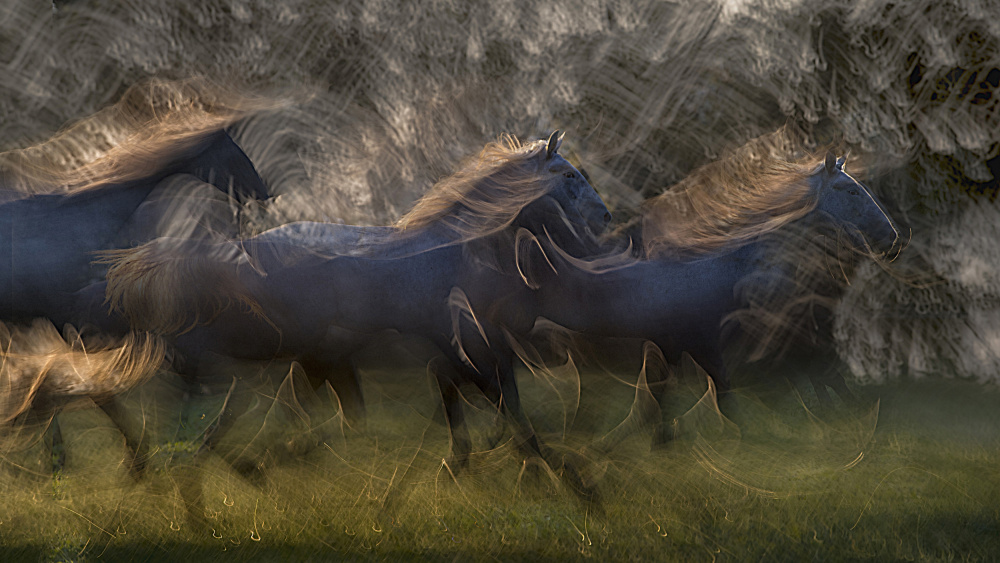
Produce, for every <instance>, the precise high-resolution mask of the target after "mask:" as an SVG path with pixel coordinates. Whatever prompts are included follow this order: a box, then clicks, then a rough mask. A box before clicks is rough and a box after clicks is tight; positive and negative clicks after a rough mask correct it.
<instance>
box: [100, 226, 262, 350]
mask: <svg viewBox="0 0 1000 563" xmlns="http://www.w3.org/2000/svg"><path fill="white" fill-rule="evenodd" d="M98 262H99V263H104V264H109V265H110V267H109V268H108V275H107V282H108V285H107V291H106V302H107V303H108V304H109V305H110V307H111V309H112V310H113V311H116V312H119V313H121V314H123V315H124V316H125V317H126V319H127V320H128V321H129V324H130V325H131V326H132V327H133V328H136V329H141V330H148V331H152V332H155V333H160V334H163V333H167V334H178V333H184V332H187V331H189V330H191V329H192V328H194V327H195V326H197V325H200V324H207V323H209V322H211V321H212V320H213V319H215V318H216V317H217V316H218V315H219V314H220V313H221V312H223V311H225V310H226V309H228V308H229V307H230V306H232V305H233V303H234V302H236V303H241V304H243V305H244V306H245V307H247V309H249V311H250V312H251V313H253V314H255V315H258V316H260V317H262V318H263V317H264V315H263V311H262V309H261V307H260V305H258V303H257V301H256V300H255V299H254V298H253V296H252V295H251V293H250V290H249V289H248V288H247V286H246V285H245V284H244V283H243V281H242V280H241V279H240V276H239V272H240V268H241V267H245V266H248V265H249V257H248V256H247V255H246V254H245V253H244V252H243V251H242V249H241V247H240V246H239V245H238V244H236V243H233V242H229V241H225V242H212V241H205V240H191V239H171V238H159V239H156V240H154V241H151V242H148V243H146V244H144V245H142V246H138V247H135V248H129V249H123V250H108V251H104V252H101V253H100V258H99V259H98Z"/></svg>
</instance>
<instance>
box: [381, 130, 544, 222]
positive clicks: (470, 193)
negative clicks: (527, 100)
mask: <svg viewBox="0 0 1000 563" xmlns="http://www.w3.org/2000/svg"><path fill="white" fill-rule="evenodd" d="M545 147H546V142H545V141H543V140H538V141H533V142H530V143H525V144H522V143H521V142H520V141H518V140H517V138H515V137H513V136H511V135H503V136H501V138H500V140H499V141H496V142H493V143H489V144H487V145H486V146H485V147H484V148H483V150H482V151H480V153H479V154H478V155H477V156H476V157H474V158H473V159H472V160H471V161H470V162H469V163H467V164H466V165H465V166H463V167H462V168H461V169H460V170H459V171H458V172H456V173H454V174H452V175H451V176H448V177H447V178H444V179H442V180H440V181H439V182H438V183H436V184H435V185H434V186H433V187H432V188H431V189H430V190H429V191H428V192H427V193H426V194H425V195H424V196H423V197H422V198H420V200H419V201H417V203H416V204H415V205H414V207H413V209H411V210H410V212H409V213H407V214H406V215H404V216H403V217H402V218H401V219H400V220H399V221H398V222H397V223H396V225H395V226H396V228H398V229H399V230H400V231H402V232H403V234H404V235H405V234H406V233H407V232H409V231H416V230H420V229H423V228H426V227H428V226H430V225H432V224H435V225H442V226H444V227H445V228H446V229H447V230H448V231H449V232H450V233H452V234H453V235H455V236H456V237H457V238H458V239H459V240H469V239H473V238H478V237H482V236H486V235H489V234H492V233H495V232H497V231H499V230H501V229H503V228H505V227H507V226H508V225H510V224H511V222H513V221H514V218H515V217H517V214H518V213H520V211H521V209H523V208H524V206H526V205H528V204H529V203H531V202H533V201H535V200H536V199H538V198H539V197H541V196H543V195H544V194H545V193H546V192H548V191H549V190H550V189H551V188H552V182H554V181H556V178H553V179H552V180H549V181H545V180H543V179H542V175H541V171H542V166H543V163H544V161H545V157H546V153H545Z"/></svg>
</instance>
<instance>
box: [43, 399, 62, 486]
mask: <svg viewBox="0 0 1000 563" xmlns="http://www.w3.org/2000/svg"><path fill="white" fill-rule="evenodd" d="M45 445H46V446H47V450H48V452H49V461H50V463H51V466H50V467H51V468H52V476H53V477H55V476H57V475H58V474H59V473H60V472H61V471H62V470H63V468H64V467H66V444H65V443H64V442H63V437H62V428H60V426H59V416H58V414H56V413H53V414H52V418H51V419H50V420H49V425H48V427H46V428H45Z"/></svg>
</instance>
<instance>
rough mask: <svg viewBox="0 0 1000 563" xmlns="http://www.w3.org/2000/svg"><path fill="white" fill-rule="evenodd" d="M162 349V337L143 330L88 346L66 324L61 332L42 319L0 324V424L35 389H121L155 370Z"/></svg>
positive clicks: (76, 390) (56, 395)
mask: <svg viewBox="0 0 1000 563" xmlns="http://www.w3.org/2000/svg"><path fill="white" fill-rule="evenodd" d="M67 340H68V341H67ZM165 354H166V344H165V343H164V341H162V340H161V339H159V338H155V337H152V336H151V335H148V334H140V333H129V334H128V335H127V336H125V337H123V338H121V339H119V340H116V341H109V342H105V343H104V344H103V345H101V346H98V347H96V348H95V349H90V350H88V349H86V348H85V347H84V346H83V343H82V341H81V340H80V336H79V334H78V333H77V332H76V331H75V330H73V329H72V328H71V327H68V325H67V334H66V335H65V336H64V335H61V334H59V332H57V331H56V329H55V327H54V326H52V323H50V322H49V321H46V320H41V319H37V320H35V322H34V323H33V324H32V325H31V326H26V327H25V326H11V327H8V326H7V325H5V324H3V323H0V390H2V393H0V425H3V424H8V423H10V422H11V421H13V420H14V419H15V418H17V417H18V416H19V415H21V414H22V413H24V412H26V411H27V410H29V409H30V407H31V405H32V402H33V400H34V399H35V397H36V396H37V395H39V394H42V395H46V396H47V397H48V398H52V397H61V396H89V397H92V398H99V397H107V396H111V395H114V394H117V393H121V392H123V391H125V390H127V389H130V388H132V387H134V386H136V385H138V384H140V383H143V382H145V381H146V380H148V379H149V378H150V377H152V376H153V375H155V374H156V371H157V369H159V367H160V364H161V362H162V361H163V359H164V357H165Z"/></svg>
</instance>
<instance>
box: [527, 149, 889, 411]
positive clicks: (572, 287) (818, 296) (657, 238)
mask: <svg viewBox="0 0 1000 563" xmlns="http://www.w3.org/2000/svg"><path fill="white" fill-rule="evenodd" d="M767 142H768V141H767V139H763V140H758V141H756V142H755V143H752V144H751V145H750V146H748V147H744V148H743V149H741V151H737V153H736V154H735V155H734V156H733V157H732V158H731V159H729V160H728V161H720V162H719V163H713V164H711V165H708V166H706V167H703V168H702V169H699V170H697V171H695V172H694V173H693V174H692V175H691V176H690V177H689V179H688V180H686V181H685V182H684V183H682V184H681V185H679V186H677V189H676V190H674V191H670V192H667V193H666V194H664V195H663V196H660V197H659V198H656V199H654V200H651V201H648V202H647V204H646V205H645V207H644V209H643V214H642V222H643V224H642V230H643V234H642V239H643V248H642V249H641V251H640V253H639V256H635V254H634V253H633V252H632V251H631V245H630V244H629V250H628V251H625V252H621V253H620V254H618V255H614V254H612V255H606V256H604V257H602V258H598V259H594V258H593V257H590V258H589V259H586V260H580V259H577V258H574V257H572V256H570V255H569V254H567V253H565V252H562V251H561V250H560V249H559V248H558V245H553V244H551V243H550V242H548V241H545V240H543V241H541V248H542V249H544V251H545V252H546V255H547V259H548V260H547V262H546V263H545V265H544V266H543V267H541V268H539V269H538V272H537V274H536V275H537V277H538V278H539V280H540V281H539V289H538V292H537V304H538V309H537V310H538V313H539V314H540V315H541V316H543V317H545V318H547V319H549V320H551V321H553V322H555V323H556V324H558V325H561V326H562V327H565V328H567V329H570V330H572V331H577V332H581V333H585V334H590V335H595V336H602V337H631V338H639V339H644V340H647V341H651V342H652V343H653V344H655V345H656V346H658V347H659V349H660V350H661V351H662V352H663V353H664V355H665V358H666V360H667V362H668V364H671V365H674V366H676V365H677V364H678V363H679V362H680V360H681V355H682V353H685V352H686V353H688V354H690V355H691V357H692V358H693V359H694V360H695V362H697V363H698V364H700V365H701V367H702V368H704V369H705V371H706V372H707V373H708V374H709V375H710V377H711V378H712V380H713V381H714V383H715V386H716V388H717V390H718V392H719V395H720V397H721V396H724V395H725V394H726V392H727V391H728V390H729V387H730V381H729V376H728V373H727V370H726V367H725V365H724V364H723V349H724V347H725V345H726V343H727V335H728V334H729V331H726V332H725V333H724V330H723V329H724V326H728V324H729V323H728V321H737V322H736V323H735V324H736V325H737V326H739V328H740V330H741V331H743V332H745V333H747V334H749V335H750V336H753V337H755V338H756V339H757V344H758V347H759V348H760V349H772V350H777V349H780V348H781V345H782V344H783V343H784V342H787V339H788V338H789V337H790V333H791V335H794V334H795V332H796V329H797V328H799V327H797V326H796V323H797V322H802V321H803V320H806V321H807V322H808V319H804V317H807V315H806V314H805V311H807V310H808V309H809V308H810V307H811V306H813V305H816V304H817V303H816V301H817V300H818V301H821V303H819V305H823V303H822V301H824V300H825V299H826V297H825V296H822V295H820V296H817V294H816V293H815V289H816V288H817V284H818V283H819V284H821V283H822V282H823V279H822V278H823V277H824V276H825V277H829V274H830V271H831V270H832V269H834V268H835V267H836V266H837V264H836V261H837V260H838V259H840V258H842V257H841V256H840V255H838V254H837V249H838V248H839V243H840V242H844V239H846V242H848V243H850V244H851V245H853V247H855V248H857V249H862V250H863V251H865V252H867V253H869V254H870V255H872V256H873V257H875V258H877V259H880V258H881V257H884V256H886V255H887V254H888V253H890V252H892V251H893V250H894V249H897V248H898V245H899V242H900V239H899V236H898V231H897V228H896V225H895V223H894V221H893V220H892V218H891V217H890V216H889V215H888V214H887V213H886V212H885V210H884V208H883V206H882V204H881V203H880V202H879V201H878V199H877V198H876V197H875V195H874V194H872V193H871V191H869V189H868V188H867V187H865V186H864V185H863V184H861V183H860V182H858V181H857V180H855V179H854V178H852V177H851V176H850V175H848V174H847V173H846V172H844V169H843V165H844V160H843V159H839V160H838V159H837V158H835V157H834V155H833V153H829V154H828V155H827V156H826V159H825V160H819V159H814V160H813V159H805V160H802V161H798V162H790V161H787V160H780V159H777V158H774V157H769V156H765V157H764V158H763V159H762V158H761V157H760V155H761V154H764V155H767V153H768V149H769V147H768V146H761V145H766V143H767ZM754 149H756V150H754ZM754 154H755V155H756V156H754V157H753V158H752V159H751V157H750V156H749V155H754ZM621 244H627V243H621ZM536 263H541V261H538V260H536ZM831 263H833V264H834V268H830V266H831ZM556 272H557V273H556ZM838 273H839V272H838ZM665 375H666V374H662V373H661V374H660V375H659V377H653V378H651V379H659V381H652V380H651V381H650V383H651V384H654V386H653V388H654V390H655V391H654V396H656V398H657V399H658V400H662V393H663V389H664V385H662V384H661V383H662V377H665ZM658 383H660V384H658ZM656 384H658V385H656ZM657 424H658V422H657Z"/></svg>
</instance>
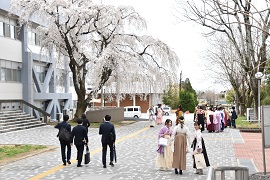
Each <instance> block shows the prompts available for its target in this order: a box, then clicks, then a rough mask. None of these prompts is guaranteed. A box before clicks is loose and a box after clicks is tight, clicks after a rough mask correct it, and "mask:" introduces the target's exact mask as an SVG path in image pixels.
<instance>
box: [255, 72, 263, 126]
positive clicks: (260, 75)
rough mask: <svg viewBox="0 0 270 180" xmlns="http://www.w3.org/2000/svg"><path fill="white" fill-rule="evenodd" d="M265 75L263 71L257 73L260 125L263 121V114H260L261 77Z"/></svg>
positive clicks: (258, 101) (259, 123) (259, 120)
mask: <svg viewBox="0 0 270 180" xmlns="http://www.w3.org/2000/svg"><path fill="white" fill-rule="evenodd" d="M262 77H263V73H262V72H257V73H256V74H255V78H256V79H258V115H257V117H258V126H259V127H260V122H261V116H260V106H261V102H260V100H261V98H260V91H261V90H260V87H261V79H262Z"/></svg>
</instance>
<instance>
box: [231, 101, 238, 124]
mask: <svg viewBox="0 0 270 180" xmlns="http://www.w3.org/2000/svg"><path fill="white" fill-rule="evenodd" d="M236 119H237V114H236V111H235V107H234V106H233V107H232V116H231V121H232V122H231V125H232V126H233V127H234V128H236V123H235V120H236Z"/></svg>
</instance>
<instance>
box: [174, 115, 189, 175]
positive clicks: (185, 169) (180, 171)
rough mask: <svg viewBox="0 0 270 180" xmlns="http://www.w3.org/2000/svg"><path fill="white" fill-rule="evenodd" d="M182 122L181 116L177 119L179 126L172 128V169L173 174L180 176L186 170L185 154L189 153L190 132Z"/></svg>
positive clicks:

* * * * * * *

Can you repeat, word for word, every line above from the one containing "positive clicks: (260, 75)" down to the one containing "75L263 71L257 73L260", including both?

positive clicks: (260, 75)
rough mask: <svg viewBox="0 0 270 180" xmlns="http://www.w3.org/2000/svg"><path fill="white" fill-rule="evenodd" d="M265 75L263 71L257 73L260 125L263 121V114H260L261 77Z"/></svg>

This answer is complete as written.